[start]

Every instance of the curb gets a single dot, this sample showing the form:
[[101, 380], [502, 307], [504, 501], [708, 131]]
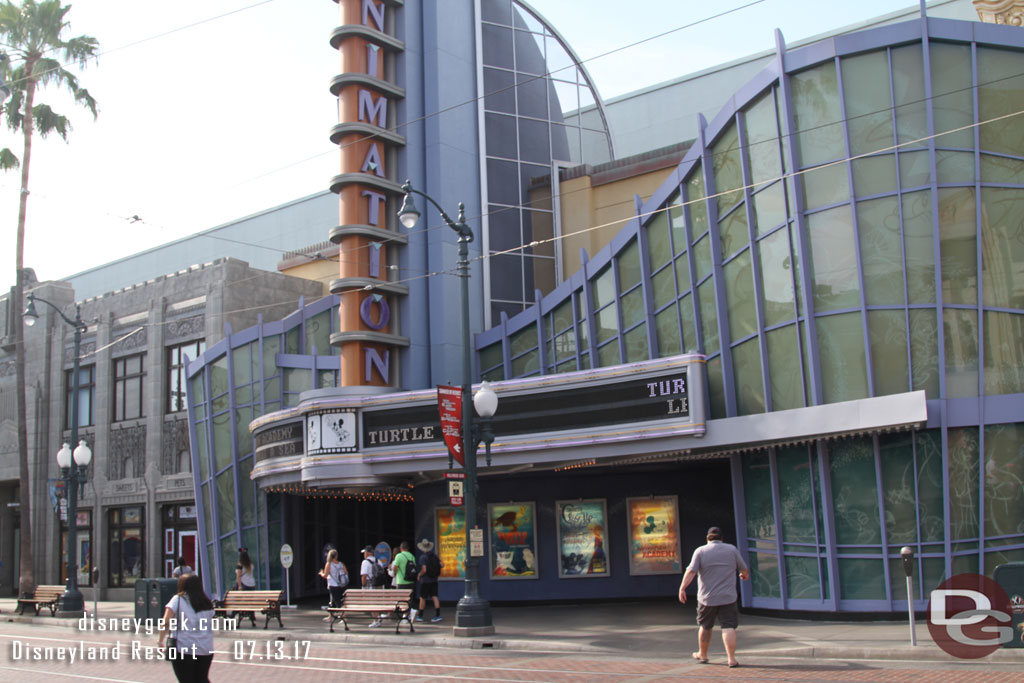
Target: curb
[[924, 652], [919, 653]]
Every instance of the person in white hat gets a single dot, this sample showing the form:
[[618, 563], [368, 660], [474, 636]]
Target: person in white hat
[[430, 569]]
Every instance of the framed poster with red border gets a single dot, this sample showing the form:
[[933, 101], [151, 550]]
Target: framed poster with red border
[[513, 540], [450, 523], [653, 535], [583, 539]]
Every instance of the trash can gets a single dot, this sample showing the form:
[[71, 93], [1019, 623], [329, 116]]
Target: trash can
[[141, 598], [1011, 578], [160, 593]]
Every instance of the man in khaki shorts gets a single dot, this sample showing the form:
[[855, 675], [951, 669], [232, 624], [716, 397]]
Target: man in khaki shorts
[[716, 565]]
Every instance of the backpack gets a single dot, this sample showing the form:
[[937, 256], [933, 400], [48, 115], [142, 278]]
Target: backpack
[[380, 575], [433, 566], [412, 570], [339, 574]]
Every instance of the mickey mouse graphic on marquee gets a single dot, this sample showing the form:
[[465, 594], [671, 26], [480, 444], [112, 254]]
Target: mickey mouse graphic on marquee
[[330, 432]]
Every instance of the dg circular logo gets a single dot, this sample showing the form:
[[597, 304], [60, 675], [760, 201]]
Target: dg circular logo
[[969, 616]]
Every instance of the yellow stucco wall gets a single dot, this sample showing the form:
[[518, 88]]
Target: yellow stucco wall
[[607, 205]]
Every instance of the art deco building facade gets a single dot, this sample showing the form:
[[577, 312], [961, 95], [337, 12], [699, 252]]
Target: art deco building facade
[[832, 266]]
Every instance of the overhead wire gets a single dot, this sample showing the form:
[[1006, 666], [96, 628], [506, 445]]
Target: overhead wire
[[639, 215], [530, 204]]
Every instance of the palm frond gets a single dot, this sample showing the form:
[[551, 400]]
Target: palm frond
[[47, 122], [8, 161]]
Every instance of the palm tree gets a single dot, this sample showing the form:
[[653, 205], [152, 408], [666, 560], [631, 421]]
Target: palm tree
[[35, 55]]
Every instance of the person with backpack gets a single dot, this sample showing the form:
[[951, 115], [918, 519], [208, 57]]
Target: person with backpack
[[372, 574], [337, 578], [404, 567], [368, 570], [430, 569]]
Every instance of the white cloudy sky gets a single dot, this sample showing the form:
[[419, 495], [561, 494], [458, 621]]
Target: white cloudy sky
[[213, 110]]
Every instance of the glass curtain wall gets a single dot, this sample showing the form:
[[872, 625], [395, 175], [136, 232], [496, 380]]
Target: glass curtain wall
[[849, 229], [530, 78], [249, 374]]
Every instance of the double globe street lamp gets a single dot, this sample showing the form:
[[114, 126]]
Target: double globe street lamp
[[472, 614], [74, 474]]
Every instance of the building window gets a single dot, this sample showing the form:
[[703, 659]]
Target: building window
[[83, 541], [126, 556], [176, 372], [128, 374], [180, 537], [86, 392]]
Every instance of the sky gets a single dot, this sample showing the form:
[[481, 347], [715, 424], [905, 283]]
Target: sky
[[214, 110]]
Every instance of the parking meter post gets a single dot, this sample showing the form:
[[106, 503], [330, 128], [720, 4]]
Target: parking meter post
[[906, 555], [95, 591]]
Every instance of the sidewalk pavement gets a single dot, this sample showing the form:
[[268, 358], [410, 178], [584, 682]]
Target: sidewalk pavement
[[663, 629]]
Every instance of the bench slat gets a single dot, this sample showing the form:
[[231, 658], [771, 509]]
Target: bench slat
[[43, 596], [249, 602], [374, 602]]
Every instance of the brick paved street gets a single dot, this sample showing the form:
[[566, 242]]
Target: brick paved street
[[257, 657]]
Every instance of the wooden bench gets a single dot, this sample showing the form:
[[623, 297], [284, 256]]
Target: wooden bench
[[374, 602], [243, 603], [45, 596]]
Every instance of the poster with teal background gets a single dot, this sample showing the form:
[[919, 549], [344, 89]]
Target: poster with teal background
[[513, 541], [583, 541]]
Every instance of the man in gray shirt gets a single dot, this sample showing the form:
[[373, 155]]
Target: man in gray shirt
[[716, 565]]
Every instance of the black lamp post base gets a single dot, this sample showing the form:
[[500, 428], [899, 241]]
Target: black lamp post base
[[472, 617]]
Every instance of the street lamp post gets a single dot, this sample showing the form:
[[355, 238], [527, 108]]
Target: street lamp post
[[72, 603], [472, 615]]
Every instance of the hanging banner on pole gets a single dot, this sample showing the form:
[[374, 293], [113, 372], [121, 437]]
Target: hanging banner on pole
[[450, 407]]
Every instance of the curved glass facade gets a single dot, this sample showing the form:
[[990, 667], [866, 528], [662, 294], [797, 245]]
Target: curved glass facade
[[848, 227], [249, 374]]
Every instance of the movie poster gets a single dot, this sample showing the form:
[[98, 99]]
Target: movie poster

[end]

## Objective
Copy out all of the data above word for word, leaving out the pictures.

## In response
Every instance of the curb gets a single dot, this sample showing the form:
[[101, 380], [502, 307], [504, 501], [708, 131]]
Target: curb
[[924, 652], [919, 653]]
Every instance of the person in white hat gets a single dot, this sample showing the form:
[[618, 563], [368, 660], [474, 636]]
Target: person in white hat
[[430, 569]]
Every instance of the framed poster with red border gets a single dot, this sample showing the form:
[[933, 101], [151, 550]]
Target: framed poster with red border
[[513, 540], [450, 523], [653, 535], [583, 539]]
Every instance of the trash can gets a single dot, this sample showing the form:
[[71, 93], [1019, 623], [329, 116]]
Target: trash can
[[141, 598], [1011, 578], [160, 593]]
Every instance of the man in khaki shorts gets a single dot, this sample showing the form:
[[855, 675], [951, 669], [232, 624], [716, 397]]
Target: man in khaki shorts
[[716, 565]]
Every instance of the backpack gets a single dot, this sample showing the form:
[[937, 256], [933, 400], [48, 115], [142, 278]]
Target: backpack
[[380, 575], [433, 566], [412, 570], [339, 574]]
Every instance of the mickey mouse graphic on marquee gets a single dot, this sample showing the form:
[[465, 594], [671, 26], [480, 444], [112, 254]]
Target: mickey mouse graphic on marquee
[[330, 432]]
Every instance of the dg circular logo gets a single dot, this sample showing the form:
[[597, 304], [60, 675], [760, 201]]
Target: dg circular logo
[[969, 616]]
Every instance of the yellow stucco wall gets a single dot, this sample showing the form:
[[518, 88]]
Target: yellow stucco wall
[[607, 205]]
Every instance of the art deco building facade gets a single dot, this sample showing the form:
[[577, 312], [961, 95], [337, 12], [699, 252]]
Target: art deco building facade
[[832, 266]]
Every instance of the overhead wire gets a single dot, this sample showing the form:
[[1006, 666], [96, 628], [506, 445]]
Target: overhead wire
[[639, 215], [530, 204]]
Every instance of the palm frond gets a single dot, this sample showing the form:
[[551, 400]]
Target: palm frond
[[47, 122], [8, 161]]
Every instance of the palm tree gets a single dot, this sample showing the form:
[[653, 205], [152, 408], [666, 560], [631, 421]]
Target: palm tree
[[35, 55]]
Every instance of the person with backpack gets a single dot, this sample showing the form:
[[951, 115], [918, 519], [208, 57]]
Target: person with backpack
[[372, 574], [337, 578], [404, 567], [368, 570], [430, 569]]
Every instance of the white cloudy sky gets a single dot, this sample showing the form:
[[419, 495], [561, 494], [458, 621]]
Target: white cloudy sky
[[213, 110]]
Every instance of the glass curtain wall gets a single dot, this sample showing the form:
[[872, 625], [395, 175], [136, 232], [496, 380]]
Target: glass curtain wall
[[849, 229], [530, 78], [249, 374]]
Every instance of the double globe street lamp gets a single dot, this sample showing the form:
[[114, 126]]
Target: double globe street lamp
[[472, 614], [74, 474]]
Every instance of the building window gets a single dot, this sample showing the form:
[[703, 659]]
Target: building window
[[83, 541], [126, 556], [176, 372], [128, 374], [180, 537], [86, 392]]
Every instance of the sky gets a single dot, this sample showing the form:
[[481, 347], [715, 424], [905, 283]]
Target: sky
[[214, 110]]
Every instance of the parking meter post gets a single dot, this sample showing the form:
[[106, 503], [330, 128], [720, 4]]
Target: parking meter post
[[906, 555], [95, 591]]
Every instance of the sidewalk pavement gets a single dot, this sample showing the form:
[[268, 358], [410, 178], [584, 682]]
Target: sidewalk pavement
[[663, 629]]
Every instance of the bench slat gets a single dot, this sample showing the form:
[[231, 658], [771, 509]]
Target: bench slat
[[43, 596], [249, 602], [374, 602]]
Every instance of the brick paved street gets a single dot, this sample showing the form:
[[566, 242]]
Target: brick paved street
[[257, 657]]
Every instance of the wooden bench gets a single dot, this sample showing the form:
[[623, 297], [284, 256]]
Target: wooden bench
[[374, 602], [243, 603], [45, 596]]
Every instance of the poster with teal background gets a single dot, this sample showing the form:
[[919, 549], [344, 89]]
Target: poster with teal background
[[513, 541], [583, 541]]
Every instance of the man in gray shirt gets a single dot, this sample showing the form:
[[373, 155]]
Target: man in gray shirt
[[716, 565]]
Every instance of the black lamp post base gets a single dot, this sample showing the form:
[[500, 428], [899, 241]]
Target: black lamp post base
[[472, 617]]
Every instance of the street lamp post gets a single dot, this sample showing the form:
[[355, 238], [527, 108]]
Target: street lamp post
[[72, 603], [472, 615]]
Every instance of the hanging banner on pole gets a single dot, this sample showing the form:
[[374, 293], [113, 372], [121, 437]]
Target: hanging banner on pole
[[450, 407]]
Every instance of the curved glass facade gets a single dot, this sample showing the form:
[[990, 667], [866, 528], [662, 294], [797, 245]]
Target: curved glass facade
[[848, 227], [249, 374]]
Every instance of the movie poster gets a single dot, this sample showing the form:
[[98, 99]]
Target: movie poster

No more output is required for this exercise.